● **Work required**: Look for the string "mountain" in the material below. Copy every line where you find it.

** Opening Exercise inputs block **

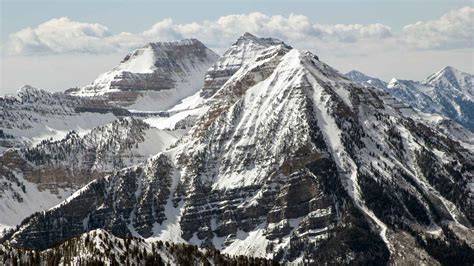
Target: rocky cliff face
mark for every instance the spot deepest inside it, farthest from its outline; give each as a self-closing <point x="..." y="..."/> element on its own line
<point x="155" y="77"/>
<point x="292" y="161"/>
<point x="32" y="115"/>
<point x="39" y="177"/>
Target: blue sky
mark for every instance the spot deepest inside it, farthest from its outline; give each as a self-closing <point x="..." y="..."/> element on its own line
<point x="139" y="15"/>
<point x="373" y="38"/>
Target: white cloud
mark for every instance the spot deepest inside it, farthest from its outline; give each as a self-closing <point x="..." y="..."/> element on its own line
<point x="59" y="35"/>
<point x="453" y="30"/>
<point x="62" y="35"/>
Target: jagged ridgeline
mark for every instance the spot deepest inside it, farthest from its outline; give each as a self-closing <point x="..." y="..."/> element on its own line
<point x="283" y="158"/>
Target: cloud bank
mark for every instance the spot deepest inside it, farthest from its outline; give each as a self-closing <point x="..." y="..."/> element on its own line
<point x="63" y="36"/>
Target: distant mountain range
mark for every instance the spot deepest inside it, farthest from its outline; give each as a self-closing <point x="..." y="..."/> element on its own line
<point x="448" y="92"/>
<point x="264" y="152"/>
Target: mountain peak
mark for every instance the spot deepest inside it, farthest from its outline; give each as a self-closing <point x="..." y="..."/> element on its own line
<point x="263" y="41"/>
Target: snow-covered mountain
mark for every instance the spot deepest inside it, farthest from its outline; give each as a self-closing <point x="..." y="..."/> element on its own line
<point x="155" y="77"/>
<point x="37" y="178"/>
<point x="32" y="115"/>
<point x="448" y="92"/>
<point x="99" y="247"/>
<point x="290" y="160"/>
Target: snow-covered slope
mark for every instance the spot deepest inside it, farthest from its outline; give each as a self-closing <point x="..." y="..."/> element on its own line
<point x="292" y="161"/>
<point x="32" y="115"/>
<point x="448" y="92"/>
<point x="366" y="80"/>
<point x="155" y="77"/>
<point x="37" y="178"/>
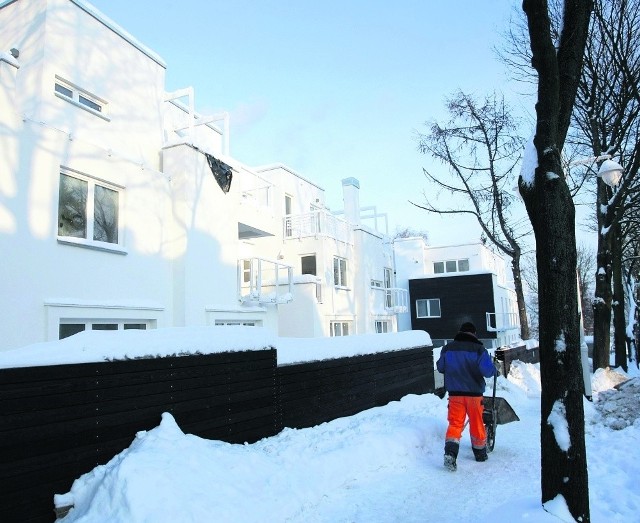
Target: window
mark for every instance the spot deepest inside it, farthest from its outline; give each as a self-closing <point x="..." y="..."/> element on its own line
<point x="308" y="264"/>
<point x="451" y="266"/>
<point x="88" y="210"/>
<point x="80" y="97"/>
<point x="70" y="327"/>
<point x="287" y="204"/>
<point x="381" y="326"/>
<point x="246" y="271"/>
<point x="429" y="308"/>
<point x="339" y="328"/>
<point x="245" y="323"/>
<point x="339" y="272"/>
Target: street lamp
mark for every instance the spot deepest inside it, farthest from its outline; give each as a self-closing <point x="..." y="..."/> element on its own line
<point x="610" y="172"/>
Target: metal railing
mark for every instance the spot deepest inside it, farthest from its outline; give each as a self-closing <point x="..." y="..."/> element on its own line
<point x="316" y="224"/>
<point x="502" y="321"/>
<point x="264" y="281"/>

** Closing Exercise inputs block **

● **Problem solution**:
Target: distant mountain range
Target: mountain peak
Target: snow-covered mountain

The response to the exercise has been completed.